* **DIRECTIONS**
Retype the tail of the data exactly, starting at the line containing "draw the outline of the man's ear" and stopping at the last line.

☆ ☆ ☆ ☆ ☆

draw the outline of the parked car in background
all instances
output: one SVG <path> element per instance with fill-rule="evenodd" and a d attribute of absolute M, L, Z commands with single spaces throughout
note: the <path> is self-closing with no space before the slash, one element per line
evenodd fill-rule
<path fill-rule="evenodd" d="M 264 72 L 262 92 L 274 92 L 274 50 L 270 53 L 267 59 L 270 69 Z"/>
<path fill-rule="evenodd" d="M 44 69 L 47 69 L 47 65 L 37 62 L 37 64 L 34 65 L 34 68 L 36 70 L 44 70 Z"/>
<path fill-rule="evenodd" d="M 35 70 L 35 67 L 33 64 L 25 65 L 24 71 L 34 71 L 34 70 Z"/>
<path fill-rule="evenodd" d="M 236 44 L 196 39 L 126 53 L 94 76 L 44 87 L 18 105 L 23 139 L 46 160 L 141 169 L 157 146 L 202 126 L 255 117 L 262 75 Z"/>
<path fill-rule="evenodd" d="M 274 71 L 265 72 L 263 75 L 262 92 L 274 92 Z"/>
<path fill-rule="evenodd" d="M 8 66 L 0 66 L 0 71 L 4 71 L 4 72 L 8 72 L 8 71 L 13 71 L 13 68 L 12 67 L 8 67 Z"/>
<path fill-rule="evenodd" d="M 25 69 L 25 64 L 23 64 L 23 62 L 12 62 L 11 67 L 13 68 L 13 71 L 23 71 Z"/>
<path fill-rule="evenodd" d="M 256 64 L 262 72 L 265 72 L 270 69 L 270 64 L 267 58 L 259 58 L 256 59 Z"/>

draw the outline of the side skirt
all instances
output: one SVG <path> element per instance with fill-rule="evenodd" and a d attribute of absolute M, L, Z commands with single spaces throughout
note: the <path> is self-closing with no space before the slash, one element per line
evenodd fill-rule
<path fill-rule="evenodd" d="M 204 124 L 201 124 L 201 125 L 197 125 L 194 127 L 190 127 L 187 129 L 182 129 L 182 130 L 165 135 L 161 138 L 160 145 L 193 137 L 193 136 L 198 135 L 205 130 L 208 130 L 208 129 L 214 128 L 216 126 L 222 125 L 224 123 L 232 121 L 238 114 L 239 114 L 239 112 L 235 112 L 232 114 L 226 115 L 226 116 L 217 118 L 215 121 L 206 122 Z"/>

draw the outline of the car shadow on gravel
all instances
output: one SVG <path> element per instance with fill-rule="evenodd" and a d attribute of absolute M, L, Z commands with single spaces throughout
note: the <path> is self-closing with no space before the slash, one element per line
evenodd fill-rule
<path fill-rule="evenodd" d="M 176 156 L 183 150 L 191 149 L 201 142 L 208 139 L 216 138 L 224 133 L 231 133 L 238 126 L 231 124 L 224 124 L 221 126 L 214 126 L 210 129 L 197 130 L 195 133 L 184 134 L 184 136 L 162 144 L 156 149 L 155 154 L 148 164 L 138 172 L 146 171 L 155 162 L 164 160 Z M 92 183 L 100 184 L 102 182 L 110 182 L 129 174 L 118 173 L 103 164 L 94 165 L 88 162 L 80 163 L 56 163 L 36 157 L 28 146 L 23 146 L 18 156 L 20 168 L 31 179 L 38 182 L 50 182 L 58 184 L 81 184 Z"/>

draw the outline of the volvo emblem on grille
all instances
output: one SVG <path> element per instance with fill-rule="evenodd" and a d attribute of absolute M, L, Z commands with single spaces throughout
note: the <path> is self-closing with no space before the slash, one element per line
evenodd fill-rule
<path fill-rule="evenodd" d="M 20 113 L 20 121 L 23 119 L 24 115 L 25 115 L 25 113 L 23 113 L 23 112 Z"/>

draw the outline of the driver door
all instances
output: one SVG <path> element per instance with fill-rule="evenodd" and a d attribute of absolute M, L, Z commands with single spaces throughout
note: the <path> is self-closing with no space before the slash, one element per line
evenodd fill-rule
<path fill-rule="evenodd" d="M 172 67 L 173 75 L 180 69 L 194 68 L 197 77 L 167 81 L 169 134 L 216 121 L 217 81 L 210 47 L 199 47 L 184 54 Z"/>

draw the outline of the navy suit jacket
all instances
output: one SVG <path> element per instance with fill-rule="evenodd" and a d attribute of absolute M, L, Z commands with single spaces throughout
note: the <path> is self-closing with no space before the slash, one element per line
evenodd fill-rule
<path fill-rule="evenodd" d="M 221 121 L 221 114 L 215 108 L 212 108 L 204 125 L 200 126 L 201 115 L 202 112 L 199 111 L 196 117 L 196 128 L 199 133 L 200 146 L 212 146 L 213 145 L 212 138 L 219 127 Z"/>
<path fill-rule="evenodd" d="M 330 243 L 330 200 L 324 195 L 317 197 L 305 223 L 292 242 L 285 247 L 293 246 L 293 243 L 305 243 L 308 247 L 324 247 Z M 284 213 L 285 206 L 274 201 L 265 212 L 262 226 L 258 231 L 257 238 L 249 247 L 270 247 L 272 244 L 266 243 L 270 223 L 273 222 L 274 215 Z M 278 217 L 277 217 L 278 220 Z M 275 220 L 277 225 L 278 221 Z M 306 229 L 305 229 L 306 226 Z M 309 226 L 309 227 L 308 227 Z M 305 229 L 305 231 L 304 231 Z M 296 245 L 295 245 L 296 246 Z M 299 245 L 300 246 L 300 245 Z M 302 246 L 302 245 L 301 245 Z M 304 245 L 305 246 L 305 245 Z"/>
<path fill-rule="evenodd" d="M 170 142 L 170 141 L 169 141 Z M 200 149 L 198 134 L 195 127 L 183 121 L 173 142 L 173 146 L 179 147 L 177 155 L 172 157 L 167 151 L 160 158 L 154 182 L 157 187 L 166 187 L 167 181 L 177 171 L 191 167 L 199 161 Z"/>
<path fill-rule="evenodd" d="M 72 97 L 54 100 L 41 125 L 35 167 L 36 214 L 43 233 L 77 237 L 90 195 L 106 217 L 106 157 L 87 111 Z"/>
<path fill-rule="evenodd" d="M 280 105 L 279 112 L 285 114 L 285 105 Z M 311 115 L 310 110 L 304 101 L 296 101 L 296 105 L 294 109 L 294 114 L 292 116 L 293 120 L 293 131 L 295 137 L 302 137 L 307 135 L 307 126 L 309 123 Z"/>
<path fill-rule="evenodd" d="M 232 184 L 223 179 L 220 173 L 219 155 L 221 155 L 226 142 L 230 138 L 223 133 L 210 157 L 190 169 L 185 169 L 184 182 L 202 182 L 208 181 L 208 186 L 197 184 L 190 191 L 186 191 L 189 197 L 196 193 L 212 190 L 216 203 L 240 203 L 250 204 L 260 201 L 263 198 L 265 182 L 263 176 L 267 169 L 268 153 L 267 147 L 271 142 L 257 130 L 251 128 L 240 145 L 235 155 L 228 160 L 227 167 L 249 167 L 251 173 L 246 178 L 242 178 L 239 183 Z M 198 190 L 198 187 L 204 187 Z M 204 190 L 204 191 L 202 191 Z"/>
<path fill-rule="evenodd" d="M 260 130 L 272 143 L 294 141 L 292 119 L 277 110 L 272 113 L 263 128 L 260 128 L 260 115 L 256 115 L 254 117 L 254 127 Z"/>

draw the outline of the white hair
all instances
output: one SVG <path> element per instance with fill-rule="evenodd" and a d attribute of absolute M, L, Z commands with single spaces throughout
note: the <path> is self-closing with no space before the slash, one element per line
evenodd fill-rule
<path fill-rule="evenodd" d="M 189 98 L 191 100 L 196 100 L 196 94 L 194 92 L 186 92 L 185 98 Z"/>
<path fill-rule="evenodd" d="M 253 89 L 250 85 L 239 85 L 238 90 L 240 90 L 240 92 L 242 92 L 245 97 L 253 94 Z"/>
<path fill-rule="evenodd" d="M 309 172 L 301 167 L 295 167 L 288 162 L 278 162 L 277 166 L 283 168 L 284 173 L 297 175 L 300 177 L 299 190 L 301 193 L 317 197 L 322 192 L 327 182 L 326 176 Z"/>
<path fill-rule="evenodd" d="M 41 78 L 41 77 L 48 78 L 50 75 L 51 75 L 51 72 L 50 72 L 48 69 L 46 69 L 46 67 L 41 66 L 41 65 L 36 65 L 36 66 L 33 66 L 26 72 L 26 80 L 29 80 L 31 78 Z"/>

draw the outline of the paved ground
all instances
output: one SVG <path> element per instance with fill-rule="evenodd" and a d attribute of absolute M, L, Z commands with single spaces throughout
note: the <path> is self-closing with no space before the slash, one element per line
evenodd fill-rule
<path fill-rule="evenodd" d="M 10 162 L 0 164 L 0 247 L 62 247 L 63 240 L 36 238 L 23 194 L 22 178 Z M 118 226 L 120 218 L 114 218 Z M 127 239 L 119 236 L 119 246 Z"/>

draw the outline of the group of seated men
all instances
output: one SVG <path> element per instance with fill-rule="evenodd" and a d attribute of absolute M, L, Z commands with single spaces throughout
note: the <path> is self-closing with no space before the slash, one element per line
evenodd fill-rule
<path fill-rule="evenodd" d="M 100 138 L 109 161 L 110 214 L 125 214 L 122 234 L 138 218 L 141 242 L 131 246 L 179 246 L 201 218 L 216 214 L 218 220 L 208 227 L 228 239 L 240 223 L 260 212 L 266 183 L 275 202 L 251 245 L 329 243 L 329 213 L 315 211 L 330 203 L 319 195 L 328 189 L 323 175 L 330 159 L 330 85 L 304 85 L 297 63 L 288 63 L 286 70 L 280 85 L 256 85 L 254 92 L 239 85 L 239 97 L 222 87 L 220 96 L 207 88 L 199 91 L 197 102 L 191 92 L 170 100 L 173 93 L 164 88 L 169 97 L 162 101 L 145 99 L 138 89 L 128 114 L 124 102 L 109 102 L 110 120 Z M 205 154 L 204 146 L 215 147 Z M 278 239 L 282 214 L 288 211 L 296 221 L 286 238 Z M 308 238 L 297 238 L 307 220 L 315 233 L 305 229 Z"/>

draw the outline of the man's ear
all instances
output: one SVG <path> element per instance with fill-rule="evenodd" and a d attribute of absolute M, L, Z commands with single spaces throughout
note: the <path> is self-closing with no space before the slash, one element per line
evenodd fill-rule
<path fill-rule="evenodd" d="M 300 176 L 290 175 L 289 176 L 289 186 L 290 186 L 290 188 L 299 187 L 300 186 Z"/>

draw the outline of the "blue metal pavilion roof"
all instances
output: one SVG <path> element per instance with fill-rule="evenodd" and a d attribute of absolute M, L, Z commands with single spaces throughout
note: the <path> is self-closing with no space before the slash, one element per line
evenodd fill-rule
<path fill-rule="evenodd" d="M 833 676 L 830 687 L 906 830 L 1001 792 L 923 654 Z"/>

☆ ☆ ☆ ☆ ☆

* **OUTPUT OF THE TASK**
draw the outline of the man's ear
all instances
output: one SVG <path> element per instance with fill-rule="evenodd" and a d attribute of absolute M, L, Z commands with single spaces throughout
note: the <path> is self-closing with no space before the slash, one element per line
evenodd fill-rule
<path fill-rule="evenodd" d="M 300 176 L 290 175 L 289 176 L 289 186 L 290 186 L 290 188 L 299 187 L 300 186 Z"/>

draw the outline of the "blue metal pavilion roof"
all instances
output: one SVG <path> element per instance with fill-rule="evenodd" and a d attribute of absolute M, L, Z commands with single spaces throughout
note: the <path> is self-closing with no space before the slash, one element per line
evenodd fill-rule
<path fill-rule="evenodd" d="M 833 676 L 830 687 L 906 830 L 1001 792 L 923 654 Z"/>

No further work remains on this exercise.